= TASK INPUTS =

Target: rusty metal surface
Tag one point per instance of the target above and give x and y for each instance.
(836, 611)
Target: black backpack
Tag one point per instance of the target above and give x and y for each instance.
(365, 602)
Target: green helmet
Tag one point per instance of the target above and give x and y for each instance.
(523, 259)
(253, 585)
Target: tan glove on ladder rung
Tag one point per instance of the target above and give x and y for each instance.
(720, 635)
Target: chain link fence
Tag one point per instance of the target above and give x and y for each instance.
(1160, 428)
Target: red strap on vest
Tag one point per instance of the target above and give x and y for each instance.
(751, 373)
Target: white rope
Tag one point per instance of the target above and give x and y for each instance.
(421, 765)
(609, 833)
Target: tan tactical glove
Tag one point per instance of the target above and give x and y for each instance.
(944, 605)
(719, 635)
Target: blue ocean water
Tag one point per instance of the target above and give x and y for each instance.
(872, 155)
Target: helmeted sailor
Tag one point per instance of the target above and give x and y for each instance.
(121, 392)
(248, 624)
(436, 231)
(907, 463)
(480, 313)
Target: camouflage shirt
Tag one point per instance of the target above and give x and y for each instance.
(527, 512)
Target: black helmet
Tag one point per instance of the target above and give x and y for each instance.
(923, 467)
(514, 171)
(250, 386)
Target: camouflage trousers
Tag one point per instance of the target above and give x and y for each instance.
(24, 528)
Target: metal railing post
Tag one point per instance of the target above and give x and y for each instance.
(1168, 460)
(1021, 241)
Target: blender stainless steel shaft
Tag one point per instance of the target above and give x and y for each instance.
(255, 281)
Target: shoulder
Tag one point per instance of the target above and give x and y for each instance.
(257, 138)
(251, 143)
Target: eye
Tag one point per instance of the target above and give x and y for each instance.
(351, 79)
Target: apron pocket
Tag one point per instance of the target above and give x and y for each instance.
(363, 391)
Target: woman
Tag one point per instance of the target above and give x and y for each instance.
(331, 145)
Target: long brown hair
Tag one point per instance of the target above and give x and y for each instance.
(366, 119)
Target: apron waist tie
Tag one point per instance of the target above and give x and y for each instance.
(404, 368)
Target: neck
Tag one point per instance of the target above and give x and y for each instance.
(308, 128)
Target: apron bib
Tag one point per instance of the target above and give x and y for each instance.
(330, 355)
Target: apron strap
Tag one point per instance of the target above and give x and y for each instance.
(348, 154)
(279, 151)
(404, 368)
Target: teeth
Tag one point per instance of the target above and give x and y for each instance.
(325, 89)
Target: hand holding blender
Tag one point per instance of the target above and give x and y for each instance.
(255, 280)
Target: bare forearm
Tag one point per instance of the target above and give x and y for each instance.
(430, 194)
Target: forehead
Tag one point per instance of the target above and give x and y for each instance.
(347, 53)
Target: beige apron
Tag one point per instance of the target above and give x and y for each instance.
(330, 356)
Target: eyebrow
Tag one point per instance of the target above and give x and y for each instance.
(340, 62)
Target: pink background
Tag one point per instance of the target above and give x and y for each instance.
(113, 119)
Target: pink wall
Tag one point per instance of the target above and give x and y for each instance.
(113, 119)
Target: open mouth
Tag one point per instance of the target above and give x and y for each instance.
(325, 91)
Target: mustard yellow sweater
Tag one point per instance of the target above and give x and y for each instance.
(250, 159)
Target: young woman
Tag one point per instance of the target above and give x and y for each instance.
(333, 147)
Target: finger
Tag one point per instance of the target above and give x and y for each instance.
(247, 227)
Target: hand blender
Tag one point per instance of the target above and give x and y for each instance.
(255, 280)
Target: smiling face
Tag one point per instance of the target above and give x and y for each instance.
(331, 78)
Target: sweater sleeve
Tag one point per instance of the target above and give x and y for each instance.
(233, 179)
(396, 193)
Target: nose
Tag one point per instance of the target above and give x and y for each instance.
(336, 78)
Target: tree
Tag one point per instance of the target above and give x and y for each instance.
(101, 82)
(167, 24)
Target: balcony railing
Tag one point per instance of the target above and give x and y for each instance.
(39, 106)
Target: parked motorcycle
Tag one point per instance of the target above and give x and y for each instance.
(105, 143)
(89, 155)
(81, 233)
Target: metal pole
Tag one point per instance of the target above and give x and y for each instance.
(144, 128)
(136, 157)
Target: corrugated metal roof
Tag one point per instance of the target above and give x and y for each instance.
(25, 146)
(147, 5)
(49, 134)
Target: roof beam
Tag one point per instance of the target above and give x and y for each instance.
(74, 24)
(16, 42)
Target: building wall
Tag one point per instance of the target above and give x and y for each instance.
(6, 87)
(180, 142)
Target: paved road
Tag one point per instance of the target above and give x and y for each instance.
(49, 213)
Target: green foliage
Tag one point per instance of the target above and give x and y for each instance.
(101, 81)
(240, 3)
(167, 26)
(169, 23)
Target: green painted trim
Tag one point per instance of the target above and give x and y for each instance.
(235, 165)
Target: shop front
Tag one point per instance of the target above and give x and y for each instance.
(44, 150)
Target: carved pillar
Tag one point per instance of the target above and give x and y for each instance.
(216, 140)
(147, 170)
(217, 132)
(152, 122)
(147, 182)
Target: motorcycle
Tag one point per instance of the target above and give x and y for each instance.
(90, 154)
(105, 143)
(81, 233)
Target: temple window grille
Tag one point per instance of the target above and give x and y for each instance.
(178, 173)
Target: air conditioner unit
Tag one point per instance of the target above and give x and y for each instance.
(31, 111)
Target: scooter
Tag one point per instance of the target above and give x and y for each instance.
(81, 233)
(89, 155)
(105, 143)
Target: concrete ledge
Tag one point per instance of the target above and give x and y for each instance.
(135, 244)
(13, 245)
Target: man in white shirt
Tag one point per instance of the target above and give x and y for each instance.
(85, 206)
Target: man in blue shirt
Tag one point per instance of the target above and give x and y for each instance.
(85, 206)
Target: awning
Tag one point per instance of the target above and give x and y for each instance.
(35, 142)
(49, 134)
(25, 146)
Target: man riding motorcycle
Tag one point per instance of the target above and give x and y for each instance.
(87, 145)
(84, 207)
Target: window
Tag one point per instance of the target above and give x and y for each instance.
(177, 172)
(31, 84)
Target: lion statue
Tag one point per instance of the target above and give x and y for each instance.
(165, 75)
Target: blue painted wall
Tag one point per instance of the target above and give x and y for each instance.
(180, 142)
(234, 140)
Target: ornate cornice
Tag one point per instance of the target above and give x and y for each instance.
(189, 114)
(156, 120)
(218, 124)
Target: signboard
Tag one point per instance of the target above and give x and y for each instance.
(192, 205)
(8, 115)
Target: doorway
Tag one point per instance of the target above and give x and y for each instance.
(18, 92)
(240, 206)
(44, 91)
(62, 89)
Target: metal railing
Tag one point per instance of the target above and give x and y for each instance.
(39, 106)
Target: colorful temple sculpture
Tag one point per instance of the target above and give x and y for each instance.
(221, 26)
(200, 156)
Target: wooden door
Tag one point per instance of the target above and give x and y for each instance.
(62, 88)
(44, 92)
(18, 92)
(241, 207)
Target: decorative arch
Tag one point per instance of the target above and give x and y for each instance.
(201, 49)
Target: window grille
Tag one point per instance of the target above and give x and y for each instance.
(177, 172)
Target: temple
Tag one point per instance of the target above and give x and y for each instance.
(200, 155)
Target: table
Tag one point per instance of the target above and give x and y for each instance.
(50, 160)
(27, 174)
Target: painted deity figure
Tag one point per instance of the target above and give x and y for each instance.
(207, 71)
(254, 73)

= TASK BRIEF =
Lay out the material above as a JSON list of strings, one string per line, leaving out blank lines. Start at the very first line and end at the line containing "(1021, 241)".

= TASK RESULT =
[
  "Target: rusty metal surface",
  "Tag one point per instance of the target above and give x and y for each instance.",
  "(836, 611)",
  "Target: black backpack",
  "Tag one point per instance of the target above and give x and y for each instance.",
  "(365, 602)",
  "Target: green helmet",
  "Tag one point per instance of the target above and give x and y for each instance.",
  "(523, 259)",
  "(253, 585)",
  "Target: tan glove on ladder rung",
  "Tag one point per instance of the target above and give x and y for each instance.",
  "(720, 635)",
  "Target: chain link fence",
  "Tag one point per instance of the target above and give x and y for each instance.",
  "(1160, 428)",
  "Target: red strap on vest",
  "Tag one point per instance of the target above and give x and y for each instance.",
  "(751, 373)",
  "Target: white rope",
  "Tag one point per instance of the target above and give x and y for each instance.",
  "(421, 765)",
  "(609, 833)",
  "Target: tan tactical glove",
  "Tag one point per instance of the target above and give x and y for each instance.",
  "(944, 605)",
  "(719, 635)",
  "Target: blue ocean water",
  "Tag one point per instance of the target above and give x and y for each instance.",
  "(872, 155)",
  "Target: helmeted sailor",
  "Tag one point per instance of the target above and give x and y for each instance.",
  "(121, 392)",
  "(248, 624)",
  "(436, 231)",
  "(907, 463)",
  "(480, 313)",
  "Target: camouflage shirt",
  "Tag one point per instance of the target above and give x and y for each instance.",
  "(527, 512)",
  "Target: black helmet",
  "Tag one point per instance of the target above and give x and y for each instance.",
  "(923, 467)",
  "(514, 171)",
  "(250, 386)",
  "Target: camouflage trousers",
  "Tag one point per instance of the target above and give x and y for each instance.",
  "(24, 528)",
  "Target: metal railing post",
  "Tag one point per instance of the target above and give x and y for each instance.",
  "(1168, 460)",
  "(1021, 241)"
]